::: Records supplied

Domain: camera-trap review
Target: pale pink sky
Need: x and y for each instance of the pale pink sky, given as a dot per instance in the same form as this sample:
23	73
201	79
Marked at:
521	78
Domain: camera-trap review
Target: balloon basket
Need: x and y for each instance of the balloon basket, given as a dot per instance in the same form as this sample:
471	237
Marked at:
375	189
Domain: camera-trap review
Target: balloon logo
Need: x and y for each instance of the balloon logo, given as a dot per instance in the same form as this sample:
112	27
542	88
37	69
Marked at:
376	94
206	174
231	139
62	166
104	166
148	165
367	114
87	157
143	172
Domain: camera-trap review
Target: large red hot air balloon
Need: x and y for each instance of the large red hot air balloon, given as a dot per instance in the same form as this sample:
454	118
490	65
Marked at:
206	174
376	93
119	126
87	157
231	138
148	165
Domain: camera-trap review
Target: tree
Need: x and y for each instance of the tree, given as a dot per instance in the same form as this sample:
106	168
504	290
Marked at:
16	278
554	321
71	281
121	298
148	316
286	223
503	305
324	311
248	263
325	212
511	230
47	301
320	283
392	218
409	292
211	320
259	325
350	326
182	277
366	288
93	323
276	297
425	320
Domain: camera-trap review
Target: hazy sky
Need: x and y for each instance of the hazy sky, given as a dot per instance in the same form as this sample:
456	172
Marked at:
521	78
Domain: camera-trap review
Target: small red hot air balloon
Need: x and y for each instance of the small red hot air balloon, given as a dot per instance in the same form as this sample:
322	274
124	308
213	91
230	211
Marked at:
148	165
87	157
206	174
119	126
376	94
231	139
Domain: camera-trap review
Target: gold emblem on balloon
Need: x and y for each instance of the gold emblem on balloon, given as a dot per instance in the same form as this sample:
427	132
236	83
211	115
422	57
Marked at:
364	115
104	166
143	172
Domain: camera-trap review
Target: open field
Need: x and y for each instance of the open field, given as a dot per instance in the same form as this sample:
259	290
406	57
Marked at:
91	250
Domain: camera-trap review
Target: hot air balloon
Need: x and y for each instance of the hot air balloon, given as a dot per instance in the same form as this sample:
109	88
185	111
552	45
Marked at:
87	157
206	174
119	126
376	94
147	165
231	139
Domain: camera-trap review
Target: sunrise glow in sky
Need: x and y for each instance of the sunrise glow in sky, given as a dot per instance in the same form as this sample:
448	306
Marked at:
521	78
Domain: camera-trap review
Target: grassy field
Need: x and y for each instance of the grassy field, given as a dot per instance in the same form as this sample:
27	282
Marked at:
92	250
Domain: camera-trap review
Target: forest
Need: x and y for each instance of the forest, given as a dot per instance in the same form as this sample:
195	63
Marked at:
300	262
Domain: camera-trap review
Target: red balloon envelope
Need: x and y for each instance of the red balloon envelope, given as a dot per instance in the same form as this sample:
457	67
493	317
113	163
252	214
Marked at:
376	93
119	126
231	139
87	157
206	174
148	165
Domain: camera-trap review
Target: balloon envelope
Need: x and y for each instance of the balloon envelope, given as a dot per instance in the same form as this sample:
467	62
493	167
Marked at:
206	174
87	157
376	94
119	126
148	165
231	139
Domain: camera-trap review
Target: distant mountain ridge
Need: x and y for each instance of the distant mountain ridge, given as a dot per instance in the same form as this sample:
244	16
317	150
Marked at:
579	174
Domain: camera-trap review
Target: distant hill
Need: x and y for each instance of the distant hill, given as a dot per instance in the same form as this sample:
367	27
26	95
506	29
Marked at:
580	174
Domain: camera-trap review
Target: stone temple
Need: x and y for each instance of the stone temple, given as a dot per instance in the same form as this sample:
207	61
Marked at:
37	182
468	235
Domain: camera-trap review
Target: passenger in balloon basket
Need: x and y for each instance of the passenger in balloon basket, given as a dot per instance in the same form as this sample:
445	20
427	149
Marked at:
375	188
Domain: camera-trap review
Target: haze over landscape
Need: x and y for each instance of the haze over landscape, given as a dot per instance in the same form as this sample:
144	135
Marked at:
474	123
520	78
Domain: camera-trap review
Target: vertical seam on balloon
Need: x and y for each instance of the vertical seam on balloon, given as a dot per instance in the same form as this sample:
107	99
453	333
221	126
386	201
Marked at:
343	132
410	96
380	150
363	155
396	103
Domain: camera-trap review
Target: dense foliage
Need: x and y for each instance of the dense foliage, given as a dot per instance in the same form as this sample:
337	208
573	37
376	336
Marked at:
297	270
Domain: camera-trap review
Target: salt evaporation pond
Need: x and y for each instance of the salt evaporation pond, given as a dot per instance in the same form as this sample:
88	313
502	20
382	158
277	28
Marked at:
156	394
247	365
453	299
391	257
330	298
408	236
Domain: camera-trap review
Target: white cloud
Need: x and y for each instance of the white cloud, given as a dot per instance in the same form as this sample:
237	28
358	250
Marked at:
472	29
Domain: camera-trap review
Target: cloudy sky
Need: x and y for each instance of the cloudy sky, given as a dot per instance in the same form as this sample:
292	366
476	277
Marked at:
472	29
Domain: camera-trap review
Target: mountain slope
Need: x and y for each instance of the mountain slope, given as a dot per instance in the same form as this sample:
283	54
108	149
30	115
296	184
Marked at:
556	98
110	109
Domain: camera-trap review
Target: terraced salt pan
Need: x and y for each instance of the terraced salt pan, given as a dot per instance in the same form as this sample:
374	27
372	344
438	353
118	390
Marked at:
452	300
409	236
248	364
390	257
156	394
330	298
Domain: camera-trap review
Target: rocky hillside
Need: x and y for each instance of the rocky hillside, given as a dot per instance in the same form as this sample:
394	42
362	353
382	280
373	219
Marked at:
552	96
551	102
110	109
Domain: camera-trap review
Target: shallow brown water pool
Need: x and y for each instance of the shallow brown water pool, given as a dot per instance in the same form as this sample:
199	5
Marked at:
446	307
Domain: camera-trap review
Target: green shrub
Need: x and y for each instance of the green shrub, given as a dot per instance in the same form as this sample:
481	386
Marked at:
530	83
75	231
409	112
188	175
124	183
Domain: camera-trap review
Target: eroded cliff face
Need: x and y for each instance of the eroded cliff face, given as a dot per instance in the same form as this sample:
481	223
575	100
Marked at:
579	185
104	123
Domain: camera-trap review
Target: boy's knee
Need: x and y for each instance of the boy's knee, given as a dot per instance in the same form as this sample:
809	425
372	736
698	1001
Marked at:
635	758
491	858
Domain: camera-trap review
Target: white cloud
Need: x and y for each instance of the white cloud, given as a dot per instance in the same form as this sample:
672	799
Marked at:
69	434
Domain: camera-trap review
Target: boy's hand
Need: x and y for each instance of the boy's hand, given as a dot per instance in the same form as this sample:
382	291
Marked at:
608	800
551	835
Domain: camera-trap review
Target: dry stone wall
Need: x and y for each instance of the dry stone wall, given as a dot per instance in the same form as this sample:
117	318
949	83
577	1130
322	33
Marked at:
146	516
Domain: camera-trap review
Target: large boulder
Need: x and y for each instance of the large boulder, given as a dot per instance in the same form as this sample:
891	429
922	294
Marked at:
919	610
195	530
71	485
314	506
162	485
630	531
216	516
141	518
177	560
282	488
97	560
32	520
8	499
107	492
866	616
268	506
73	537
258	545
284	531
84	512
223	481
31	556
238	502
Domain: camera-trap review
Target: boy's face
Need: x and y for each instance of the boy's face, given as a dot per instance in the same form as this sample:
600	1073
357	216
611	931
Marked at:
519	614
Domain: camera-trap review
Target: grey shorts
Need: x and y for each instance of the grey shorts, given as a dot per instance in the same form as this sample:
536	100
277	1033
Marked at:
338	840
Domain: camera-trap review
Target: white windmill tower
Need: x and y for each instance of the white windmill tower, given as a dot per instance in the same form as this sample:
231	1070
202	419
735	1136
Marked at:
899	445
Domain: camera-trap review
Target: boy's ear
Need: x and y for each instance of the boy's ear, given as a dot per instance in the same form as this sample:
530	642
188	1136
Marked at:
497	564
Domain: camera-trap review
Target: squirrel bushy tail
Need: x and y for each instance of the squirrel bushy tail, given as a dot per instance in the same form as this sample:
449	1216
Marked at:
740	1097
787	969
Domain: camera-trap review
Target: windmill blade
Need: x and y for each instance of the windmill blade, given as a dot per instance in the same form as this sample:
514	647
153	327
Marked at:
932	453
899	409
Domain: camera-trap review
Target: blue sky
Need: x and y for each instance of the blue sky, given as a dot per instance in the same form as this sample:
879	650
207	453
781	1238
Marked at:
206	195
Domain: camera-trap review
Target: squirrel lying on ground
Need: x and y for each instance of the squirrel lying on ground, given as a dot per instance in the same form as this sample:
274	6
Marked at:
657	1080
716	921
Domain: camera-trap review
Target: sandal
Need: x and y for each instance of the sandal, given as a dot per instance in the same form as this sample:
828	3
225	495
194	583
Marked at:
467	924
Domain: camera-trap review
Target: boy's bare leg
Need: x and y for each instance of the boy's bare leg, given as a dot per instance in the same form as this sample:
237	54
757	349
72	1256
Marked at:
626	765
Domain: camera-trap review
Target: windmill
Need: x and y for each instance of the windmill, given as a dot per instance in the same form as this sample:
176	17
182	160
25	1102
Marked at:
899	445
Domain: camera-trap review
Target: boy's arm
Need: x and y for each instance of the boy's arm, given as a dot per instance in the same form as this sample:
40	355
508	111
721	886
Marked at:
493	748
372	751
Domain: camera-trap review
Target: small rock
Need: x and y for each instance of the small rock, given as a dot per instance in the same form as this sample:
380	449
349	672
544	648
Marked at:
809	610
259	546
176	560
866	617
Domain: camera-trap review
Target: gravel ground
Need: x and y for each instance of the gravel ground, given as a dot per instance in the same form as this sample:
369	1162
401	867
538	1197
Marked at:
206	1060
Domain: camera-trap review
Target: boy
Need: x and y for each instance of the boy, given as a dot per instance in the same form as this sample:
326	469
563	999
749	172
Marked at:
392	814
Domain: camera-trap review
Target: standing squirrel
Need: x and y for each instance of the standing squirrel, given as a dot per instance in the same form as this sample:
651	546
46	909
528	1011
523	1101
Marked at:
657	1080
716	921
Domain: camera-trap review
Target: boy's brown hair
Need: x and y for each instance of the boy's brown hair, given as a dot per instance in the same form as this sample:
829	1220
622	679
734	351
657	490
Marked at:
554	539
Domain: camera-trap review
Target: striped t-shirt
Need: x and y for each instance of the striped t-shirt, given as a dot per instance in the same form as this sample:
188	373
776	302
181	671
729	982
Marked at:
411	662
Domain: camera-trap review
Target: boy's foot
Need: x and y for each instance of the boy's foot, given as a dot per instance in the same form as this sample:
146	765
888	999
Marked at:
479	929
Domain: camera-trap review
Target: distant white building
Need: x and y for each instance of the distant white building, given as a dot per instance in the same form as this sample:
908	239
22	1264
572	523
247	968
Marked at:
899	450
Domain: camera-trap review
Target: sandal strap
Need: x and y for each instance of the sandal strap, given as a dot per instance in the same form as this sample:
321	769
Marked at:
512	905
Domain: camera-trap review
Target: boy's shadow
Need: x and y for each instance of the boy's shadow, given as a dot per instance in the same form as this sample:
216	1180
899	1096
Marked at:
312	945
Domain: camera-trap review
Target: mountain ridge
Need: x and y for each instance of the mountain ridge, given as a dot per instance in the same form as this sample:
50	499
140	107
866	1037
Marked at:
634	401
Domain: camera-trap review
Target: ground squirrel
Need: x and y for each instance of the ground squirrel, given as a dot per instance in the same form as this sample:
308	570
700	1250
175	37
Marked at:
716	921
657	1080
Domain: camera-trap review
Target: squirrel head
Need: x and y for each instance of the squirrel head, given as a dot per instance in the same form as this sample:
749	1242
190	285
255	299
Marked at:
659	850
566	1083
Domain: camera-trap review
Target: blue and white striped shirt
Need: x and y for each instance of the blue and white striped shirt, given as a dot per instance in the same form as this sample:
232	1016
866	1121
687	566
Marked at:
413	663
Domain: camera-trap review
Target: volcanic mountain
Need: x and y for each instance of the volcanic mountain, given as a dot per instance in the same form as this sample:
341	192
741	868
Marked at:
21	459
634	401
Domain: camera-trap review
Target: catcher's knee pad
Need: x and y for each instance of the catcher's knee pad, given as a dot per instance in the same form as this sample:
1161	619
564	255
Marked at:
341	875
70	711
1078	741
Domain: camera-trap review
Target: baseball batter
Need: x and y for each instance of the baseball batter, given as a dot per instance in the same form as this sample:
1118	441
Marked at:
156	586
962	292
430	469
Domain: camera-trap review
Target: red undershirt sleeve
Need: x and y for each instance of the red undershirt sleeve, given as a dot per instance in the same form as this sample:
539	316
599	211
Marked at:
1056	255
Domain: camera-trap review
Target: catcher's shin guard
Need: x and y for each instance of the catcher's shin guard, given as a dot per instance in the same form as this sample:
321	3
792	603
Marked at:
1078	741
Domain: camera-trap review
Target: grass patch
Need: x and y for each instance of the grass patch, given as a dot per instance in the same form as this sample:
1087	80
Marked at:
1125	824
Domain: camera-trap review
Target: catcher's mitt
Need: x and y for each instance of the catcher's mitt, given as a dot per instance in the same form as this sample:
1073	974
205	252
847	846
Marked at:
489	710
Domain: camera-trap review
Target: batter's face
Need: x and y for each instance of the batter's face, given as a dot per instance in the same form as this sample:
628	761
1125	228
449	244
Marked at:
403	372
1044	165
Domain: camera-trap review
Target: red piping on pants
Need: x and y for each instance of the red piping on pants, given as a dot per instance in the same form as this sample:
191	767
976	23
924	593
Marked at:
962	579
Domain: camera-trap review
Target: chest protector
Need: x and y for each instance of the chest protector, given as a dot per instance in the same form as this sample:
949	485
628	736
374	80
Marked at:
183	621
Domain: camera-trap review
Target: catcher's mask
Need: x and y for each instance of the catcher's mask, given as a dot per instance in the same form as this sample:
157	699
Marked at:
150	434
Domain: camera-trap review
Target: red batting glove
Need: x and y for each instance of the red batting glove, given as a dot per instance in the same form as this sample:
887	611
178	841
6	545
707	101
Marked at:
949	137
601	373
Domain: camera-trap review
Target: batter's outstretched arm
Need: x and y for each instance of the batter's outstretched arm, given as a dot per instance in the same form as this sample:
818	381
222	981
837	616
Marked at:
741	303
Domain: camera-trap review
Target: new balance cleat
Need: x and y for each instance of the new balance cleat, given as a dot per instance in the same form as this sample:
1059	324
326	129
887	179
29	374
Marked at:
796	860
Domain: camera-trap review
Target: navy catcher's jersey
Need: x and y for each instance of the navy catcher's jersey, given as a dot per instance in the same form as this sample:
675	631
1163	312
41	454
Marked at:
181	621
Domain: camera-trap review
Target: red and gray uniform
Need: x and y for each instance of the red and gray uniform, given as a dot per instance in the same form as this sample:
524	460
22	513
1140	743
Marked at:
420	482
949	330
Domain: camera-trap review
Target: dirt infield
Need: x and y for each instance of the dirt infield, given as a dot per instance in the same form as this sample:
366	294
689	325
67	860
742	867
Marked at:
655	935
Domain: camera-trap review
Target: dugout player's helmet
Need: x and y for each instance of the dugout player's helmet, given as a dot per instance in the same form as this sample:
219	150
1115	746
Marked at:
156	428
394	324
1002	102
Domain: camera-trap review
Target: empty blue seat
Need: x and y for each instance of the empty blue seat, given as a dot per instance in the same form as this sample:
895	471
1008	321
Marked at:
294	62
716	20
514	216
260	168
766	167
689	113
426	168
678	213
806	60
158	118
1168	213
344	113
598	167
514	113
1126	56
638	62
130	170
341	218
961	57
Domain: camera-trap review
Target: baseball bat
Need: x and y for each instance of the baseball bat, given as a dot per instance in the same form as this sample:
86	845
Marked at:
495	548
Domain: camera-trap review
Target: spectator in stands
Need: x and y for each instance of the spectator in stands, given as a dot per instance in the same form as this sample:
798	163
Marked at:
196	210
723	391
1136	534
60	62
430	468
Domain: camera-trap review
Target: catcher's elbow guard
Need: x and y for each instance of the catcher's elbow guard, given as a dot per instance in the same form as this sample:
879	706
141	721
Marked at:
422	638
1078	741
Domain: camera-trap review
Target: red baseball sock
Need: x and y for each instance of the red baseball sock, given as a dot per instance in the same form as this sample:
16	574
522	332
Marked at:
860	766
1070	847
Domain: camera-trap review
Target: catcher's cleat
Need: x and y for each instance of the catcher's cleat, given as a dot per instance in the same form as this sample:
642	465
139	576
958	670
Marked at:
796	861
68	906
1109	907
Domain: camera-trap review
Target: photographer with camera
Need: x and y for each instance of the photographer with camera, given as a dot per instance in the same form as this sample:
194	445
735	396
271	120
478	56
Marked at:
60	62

::::::

§ **Short problem**: Gather every line of the listing above that contains the string "photographer". Case counts.

§ **Response to this exercise**:
Target: photographer with camera
Need: x and y for each instance of the photographer with camera, given as a dot per instance in the same form as this sample:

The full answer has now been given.